- Text -
__________________________________________________

The year is 2015. Marty McFly (Michael J. Fox) steps out of the time traveling DeLorean in the film Back To The Future II and is told, by Dr. Emmett Brown (Doc) (Christopher Lloyd), not to look around or interact with anyone in the future because “No one should know too much about their destiny.”
I disagree. As a futurist, I believe we should know as much about our future as we can. We should study big data, developing trends in technology, innovation and human behaviour. We should all step out of our “reality tunnels” and look seriously at the future.
Serious Wonder editor B.J. Murphy and I made a list of futuristic technologies that appeared in the film. Many of you who read Serious Wonder will know that the future has arrived. Even though Back to the Future Part II is science fiction and meant to be entertaining, a great deal of the technologies shown in the film are actually available today. Yes, even the hoverboard and the flying car.

__________________________________________________

- Using the information -
1) Echo the Back to the Future passage word for word, starting at "Serious Wonder editor" and ending at "the flying car.".
2) Which people and characters does the Back to the Future passage name? List every one.
3) Go on with the Back to the Future passage from the point where it stops.

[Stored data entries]
__________________________________________________

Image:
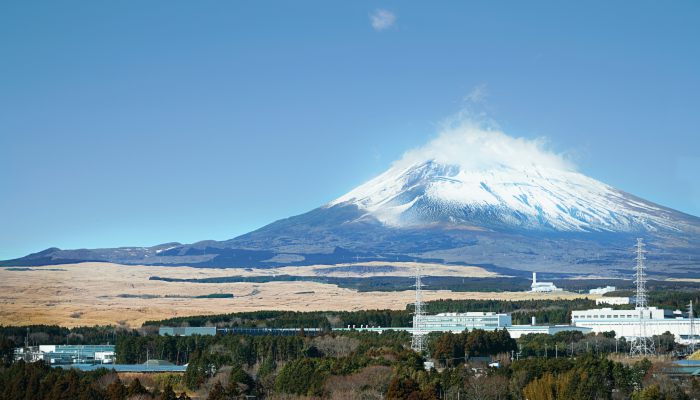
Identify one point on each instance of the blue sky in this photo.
(137, 123)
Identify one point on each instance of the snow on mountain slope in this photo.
(499, 181)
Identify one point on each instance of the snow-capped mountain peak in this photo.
(530, 189)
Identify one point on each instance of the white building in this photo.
(542, 287)
(612, 300)
(625, 323)
(458, 322)
(604, 290)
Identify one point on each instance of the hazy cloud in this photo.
(477, 95)
(382, 19)
(479, 147)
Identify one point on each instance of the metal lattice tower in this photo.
(418, 338)
(691, 317)
(642, 345)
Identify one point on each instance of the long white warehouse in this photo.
(625, 323)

__________________________________________________

- Task-by-task answers -
1)
Serious Wonder editor B.J. Murphy and I made a list of futuristic technologies that appeared in the film. Many of you who read Serious Wonder will know that the future has arrived. Even though Back to the Future Part II is science fiction and meant to be entertaining, a great deal of the technologies shown in the film are actually available today. Yes, even the hoverboard and the flying car.

2)
- Marty McFly
- Michael J. Fox
- Dr. Emmett Brown (Doc)
- Christopher Lloyd
- B.J. Murphy

3)
Science fiction often inspires innovation. We see fantastical technologies in sci-fi films and we strive to replicate these concepts. From Star Trek‘s Tricorders to the Star Wars Lightsaber, sci-fi films and books have inspired our future realities.
Bestselling author of The Transhumanist Wager Zoltan Istvan tells Serious Wonder:
“For decades, science fiction has inspired innovation and expanded what we think is technologically possible. It’s really only in the last few years, though, that much science fiction–like bionic arms and telepathy–are actually coming into scientific reality. In my mind, there’s no question that science fiction plays a critical and essential part in inspiring what is possible of human beings.”
Image to the left: “FOX5 NY called this morning and wanted me to talk about Back to the Future II 2015 tech. So I thought the first day of 2015 would be a great time to re-watch B2F2 again before my interview.”
Futuristic Tech We Found
What Back to the Future‘s 2015 got right: Flying cars (though not hover cars), mobile facial recognition, self-tying shoes, bionic implants, holographic advertisements, robot waiters, gesture-based gaming, hoverboard, dust repellent tech, suspended animation, drone news reporters, Fingerprint Door Lock, biometric fingerprint payment systems, in-home garden, wearable phones and smart glasses, video conferencing, digital windows, and I even saw what could have been an EEG headset.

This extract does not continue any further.